**WORKING DATA**.
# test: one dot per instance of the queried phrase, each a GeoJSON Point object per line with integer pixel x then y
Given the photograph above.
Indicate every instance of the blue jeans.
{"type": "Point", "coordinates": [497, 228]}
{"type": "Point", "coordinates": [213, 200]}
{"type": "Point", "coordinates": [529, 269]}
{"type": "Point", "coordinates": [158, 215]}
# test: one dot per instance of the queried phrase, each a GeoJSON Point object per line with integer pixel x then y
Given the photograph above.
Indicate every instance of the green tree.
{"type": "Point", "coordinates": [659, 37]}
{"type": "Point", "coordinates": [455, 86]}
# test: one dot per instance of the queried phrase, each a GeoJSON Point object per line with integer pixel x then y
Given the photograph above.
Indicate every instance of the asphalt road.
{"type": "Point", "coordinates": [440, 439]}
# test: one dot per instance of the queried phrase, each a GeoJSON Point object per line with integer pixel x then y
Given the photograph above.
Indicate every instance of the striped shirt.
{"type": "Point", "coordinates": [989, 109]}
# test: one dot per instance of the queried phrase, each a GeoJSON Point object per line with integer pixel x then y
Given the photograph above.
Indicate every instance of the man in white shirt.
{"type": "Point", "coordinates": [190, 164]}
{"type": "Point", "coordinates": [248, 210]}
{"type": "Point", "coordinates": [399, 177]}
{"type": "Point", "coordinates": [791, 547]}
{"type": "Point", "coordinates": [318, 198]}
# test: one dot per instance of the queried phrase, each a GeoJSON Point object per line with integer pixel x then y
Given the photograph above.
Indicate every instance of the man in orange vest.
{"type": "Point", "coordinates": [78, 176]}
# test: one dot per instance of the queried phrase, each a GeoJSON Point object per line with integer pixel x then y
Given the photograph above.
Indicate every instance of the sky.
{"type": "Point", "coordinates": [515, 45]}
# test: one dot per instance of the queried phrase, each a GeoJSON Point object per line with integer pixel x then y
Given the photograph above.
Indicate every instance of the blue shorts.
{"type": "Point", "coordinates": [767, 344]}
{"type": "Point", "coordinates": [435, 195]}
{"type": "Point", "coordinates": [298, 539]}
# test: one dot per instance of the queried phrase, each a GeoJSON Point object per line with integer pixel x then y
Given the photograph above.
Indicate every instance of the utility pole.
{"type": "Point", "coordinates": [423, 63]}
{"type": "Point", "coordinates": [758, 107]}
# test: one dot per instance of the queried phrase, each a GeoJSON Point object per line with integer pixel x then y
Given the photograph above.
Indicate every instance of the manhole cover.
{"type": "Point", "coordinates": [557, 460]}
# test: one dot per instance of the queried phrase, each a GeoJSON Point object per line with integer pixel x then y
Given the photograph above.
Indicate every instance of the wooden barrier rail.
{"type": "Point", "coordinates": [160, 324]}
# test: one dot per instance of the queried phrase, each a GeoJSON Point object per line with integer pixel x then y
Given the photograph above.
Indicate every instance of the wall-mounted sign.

**WHAT IS EXPECTED**. Copy out each entry once more, character for character.

**EXPECTED ANSWER**.
# test: one dot per instance of the queried phrase, each a GeoJSON Point object per line with integer pixel x then y
Given the photograph above.
Indicate every instance of the blue jeans.
{"type": "Point", "coordinates": [497, 228]}
{"type": "Point", "coordinates": [213, 200]}
{"type": "Point", "coordinates": [529, 269]}
{"type": "Point", "coordinates": [158, 215]}
# test: one dot per instance of the queried phrase, each a GeoJSON Point object per line with integer pixel x then y
Given the photograph above.
Indicate every instance of the green tree.
{"type": "Point", "coordinates": [659, 37]}
{"type": "Point", "coordinates": [455, 86]}
# test: one dot per instance of the queried phrase, each a GeoJSON Point object per line with integer pixel x then y
Given the photograph above.
Indicate every instance of the asphalt road.
{"type": "Point", "coordinates": [440, 439]}
# test: one dot per instance of the queried phrase, each a GeoJSON Point object per line with integer pixel x then y
Given the photograph above.
Indicate every instance of the striped shirt.
{"type": "Point", "coordinates": [989, 109]}
# test: one dot per instance of the queried phrase, each a GeoJSON Point object per line with integer pixel x then y
Given the photograph above.
Indicate every instance of the man in white shirt.
{"type": "Point", "coordinates": [190, 164]}
{"type": "Point", "coordinates": [248, 210]}
{"type": "Point", "coordinates": [399, 177]}
{"type": "Point", "coordinates": [791, 547]}
{"type": "Point", "coordinates": [318, 198]}
# test: one dot per instance of the queried phrase, each a GeoJSON Point object per line with integer pixel x then y
Given the photograph above.
Indicate every instance of the man in orange vest.
{"type": "Point", "coordinates": [78, 176]}
# test: one dot per instance of the queried phrase, each a GeoJSON Point object per line with integer pixel x then y
Given the photograph above.
Indicate every instance of the sky.
{"type": "Point", "coordinates": [515, 45]}
# test: one dot per instance of the queried phrase, each a GeoJSON Point object per line with integer pixel x then y
Given the photograph above.
Indicate every instance of the blue shorts.
{"type": "Point", "coordinates": [767, 344]}
{"type": "Point", "coordinates": [435, 195]}
{"type": "Point", "coordinates": [298, 539]}
# test: one dot per instance of the queried phrase, each a GeoJSON Point object per line with integer pixel x then y
Given the photograph above.
Indicate every instance of the utility pole.
{"type": "Point", "coordinates": [423, 63]}
{"type": "Point", "coordinates": [758, 107]}
# test: one dot per instance of the queried phrase, each a GeoJSON Point object per line with integer pixel x then y
Given the photograph above.
Indicate every instance of the manhole cover.
{"type": "Point", "coordinates": [557, 460]}
# test: one dot per instance of the queried phrase, each a GeoJSON Point object per line with integer pixel x then y
Given the photograph above.
Indicate every instance of the wooden barrier rail.
{"type": "Point", "coordinates": [160, 324]}
# test: one dot per instance of the queried phrase, each a GeoJSON Point object per line with integer pixel x then y
Given the photograph above.
Indicate every instance of the wall-mounted sign.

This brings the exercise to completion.